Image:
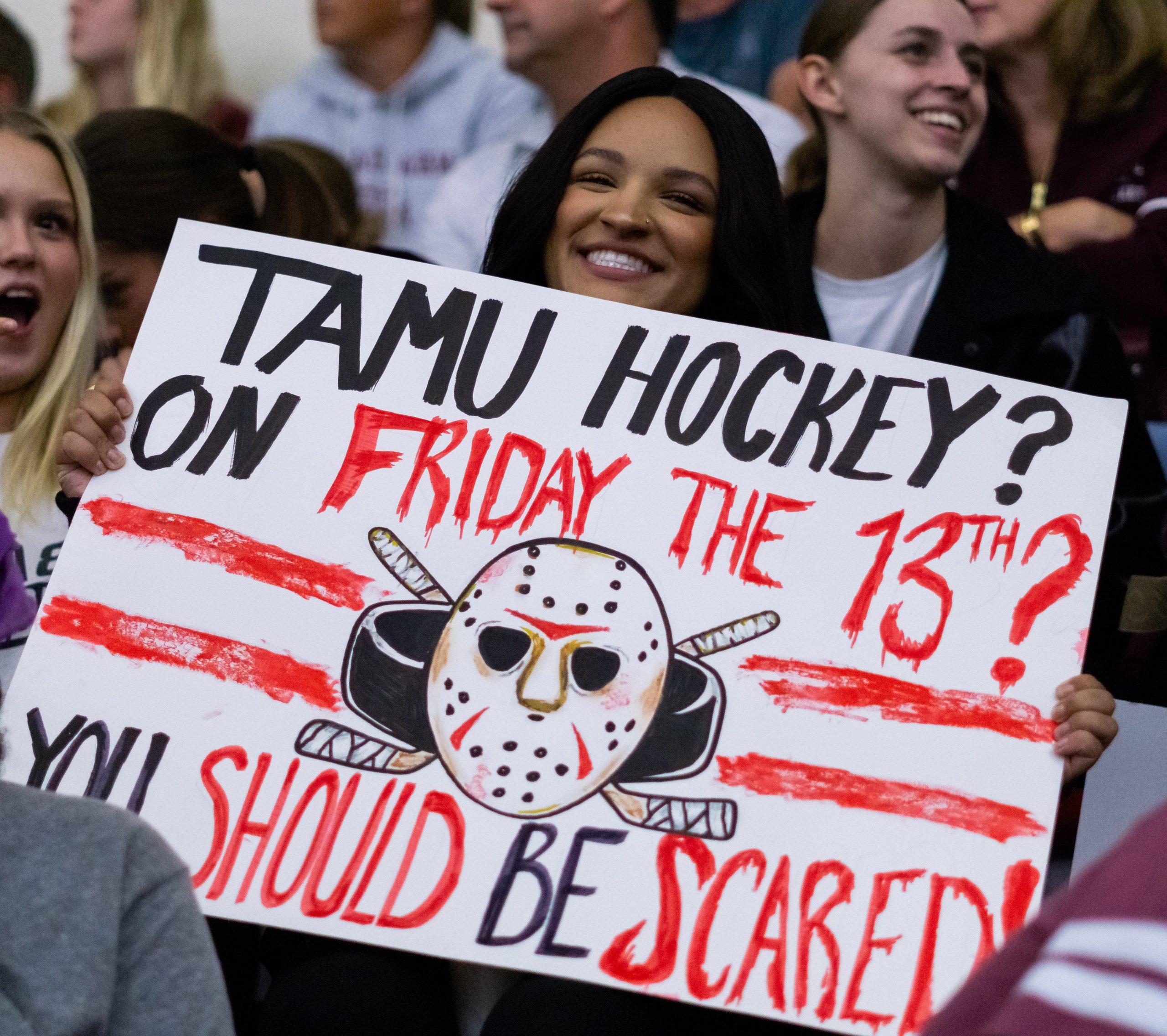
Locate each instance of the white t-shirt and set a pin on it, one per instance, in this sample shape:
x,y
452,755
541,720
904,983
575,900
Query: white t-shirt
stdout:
x,y
38,545
884,313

================

WORK ORDER: In the listing above, how many of the lines include "white"? Give only the figure.

OUTPUT FOR THIS TASK: 2